* _EXTRAIT À LIRE_:
****

Curieusement, les hommes politiques furent rares dans leurs discours de 1931 à faire hommage à la République de cet immense empire colonial. Certes, le ministre des Colonies, Paul Reynaud, invita la foule à la reconnaissance vis-à-vis de ceux « qui ont fondé à la fois un régime et un Empire ». Certes, André Lebon, ancien ministre des Colonies, affirma que « la foule française avait salué avec déférence et attention la mémoire des artisans connus ou anonymes de l’œuvre coloniale ». Mais aucun hommage spectaculaire ne fut rendu à Vincennes aux grands Républicains coloniaux. Il ne fut pas même question de Gambetta, l’initiateur, ni d’Eugène Étienne, son disciple, jusqu’à sa mort chef incontesté du parti colonial. Jules Ferry eut droit à une cérémonie commémorative à Saint-Dié, mais J. Paul-Boncour fut peut-être le seul à faire un rapprochement qui s’imposait : « Il me plaît que les splendeurs de cette Exposition coloniale où la France s’admire et s’étonne presque d’une œuvre qu’elle ne soupçonnait point se soient ouvertes à l’heure où des foules venaient déposer la palme du souvenir dans celui qui en fut l’initiateur méconnu et torturé. »

Bilan matériel et moral de l’Exposition

On ne s’interrogerait pas sur le succès matériel de cette Exposition,
incontestable, sauf au point de vue financier, si le nombre des visiteurs ne servait d’ordinaire à mesurer son influence supposée sur l’opinion.

Selon les rapports des organisateurs, on avait comptabilisé en 193 jours, 33 489 000 entrées à l’Exposition et au parc zoologique. Or, ce parc, l’une des grandes réussites de l’Exposition, enregistra à lui seul 5 288 462 entrées à 2 francs, chiffre qu’il serait légitime pour notre propos de soustraire de celui des visiteurs de l’Exposition qui acquittaient 3 francs. En retenant cependant le total de 33 millions de tickets d’entrée (or il fallait présenter quatre tickets par personne le vendredi, un les autres jours) et en supposant pour un même visiteur une moyenne de quatre entrées (les tickets étaient vendus par quatre), les organisateurs estimaient à 8 millions le nombre des visiteurs différents, soit, pensaient-ils, 4 millions de Parisiens, 3 millions de provinciaux et 1 million d’étrangers.

Cette évaluation maximale (on trouverait 6 millions de Français en ne tenant pas compte des visiteurs du seul parc zoologique) permet du moins de mesurer les excès de plume des gazettes coloniales. L’une d’elles écrivait sans rire le 19 novembre 1931 que « trente-trois millions de Français avaient pris conscience de la France de cent millions d’habitants ».

****

* _DONNÉES FOURNIES_:
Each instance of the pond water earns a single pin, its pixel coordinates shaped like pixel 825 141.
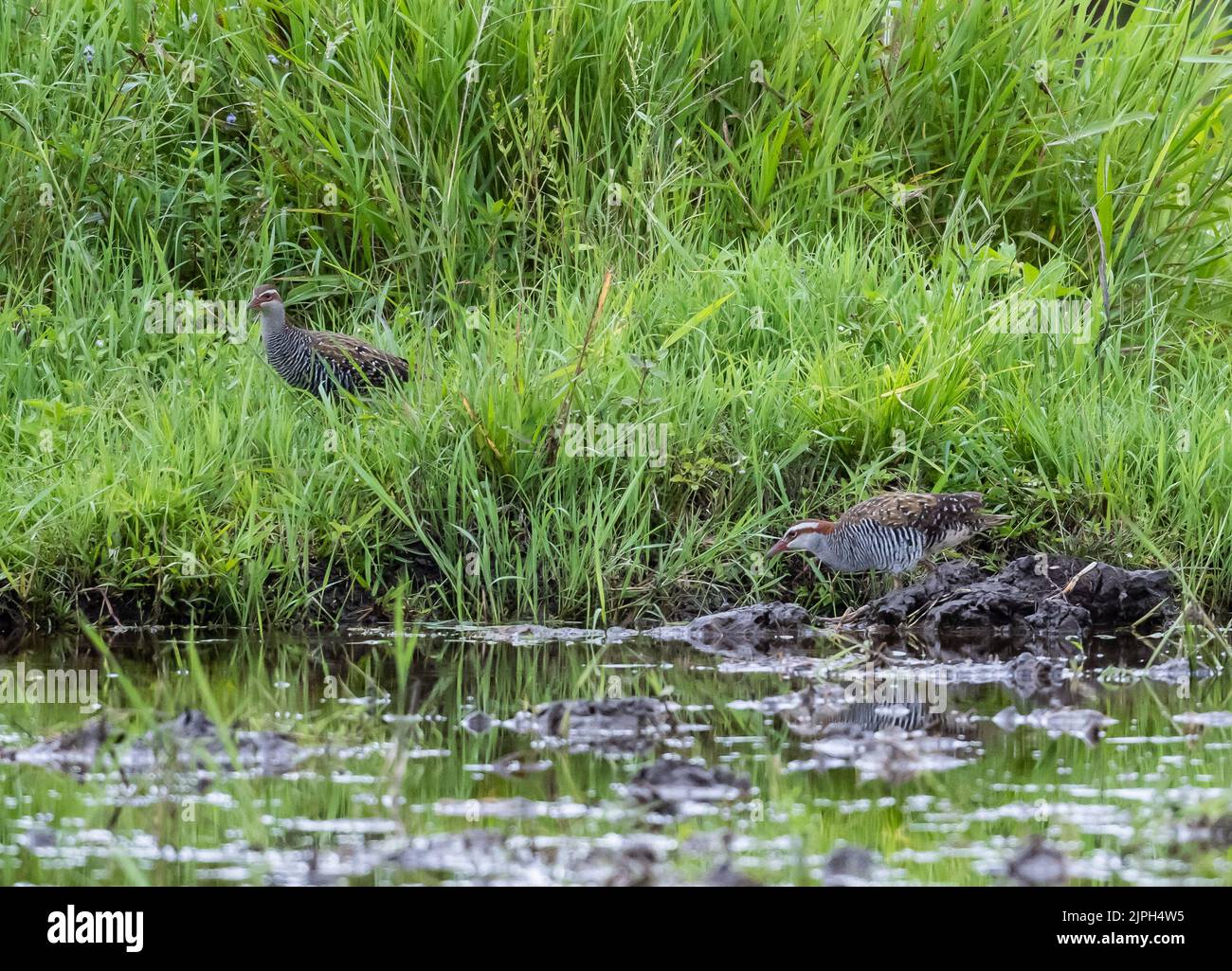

****

* _CONSIGNE 1_:
Résumez en deux phrases l'extrait consacré à l'Exposition coloniale de 1931.
* _CONSIGNE 2_:
Poursuivez l'extrait sur l'Exposition coloniale de 1931 à la suite de sa dernière phrase.

* _RÉPONSE ATTENDUE 1_:
En 1931, les hommes politiques rendirent rarement hommage à la République pour son empire colonial : ni Gambetta ni Eugène Étienne ne furent évoqués, et J. Paul-Boncour fut peut-être le seul à rapprocher l'ouverture de l'Exposition de la cérémonie commémorative consacrée à Jules Ferry. À partir de 33 489 000 entrées, les organisateurs estimèrent à 8 millions le nombre de visiteurs différents, une évaluation maximale qui permet de mesurer les excès des gazettes coloniales, dont l'une parla de trente-trois millions de Français.

* _RÉPONSE ATTENDUE 2_:
Le bilan moral de l’Exposition reste encore plus difficile à établir. Confortés par le succès d’affluence malgré un temps maussade, les officiels estimèrent dans un premier mouvement que le public français devait avoir été « séduit et instruit ». Les Français ne pourraient désormais oublier qu’ils avaient un Empire. Celui-ci cesserait d’être une vague entité, un thème à discours ; il deviendrait « la plus magnifique des réalités ». Les colonies ne seraient plus jamais cette terra incognita dont la presse n’entretenait ses lecteurs qu’à l’occasion de scandales. Après avoir respiré un peu de l’atmosphère
coloniale, vécu « les heures de gloire de l’épopée coloniale »; les Français seraient plus confiants dans la grandeur de la France. Dans les milieux gouvernementaux, on affirmait que le but avait été atteint : l’esprit colonial avait pénétré les masses populaires. André Tardieu, qui avait écrit dans L’Illustration de janvier 1931 : « Chez nous la conscience impériale est à naître », affirmait dix mois plus tard : « Elle est née. L’Exposition coloniale a été un triomphe, une leçon, une espérance. » Pour le ministre des Colonies Paul Reynaud, la démonstration était faite : l’Empire français était devenu un bloc indivisible et les Français ressentaient l’honneur d’en être les citoyens. « La vieille France d’Europe et la jeune France d’outre-mer, commentait l’ancien ministre Léon Bérard, se sont peu à peu rapprochées malgré la distance, réciproquement pénétrées et mêlées et sont devenues inséparables.»

Certains enthousiastes affirmaient que « la France comme l’Angleterre,
deux siècles avant nous, commençait à penser impérialement », oubliant au passage que le mot d’ordre : « Learn to think imperially » avait été formulé par Joseph Chamberlain en 1895. Le gouverneur général Olivier, qui fut, comme délégué général, le maître d’ceuvre de l’Exposition, prétendait en novembre 1931 : « En six mois, l’idée coloniale a gagné plus de terrain qu’elle n’en avait gagné en cinquante ans.» Toutefois, il se corrigeait aussitôt : « Peut-on en déduire que, pénétré désormais de l’importance de ses colonies, le Français a enfin acquis ce sens impérial qu’on lui a tant reproché de ne pas avoir ? Je me garderai bien de l’affirmer, ce serait lui demander un bouleversement trop radical. »

Du côté des écrivains, la réflexion sur l’Exposition fut courte, rarement critique, généralement indifférente à l’œuvre républicaine. Marcel Prévost pensa bien à célébrer le « miracle » de ce qui avait été accompli entre « la défaite de 1871 et la victoire de 1914 », mais, volontairement ou non, le mot République ne fut pas écrit par lui dans la Revue de France. Il s’attardait à noter la surprise de l’orgueil national : « Vous ne croyiez pas la France si grande », mais remarquait la dignité et la retenue de la fierté populaire. Paul Morand appelait joliment l’Exposition « cette clinique au but précis où l’on opère le peuple français de son indifférence coloniale », mais, prudent, il ne se prononçait pas sur les résultats de l’opération. L’écrivain colonial Pierre Mille ne s’y hasardait guère davantage : « Au lendemain de Vincennes, le Français ne saura pas où c’est, mais il saura que ça existe. »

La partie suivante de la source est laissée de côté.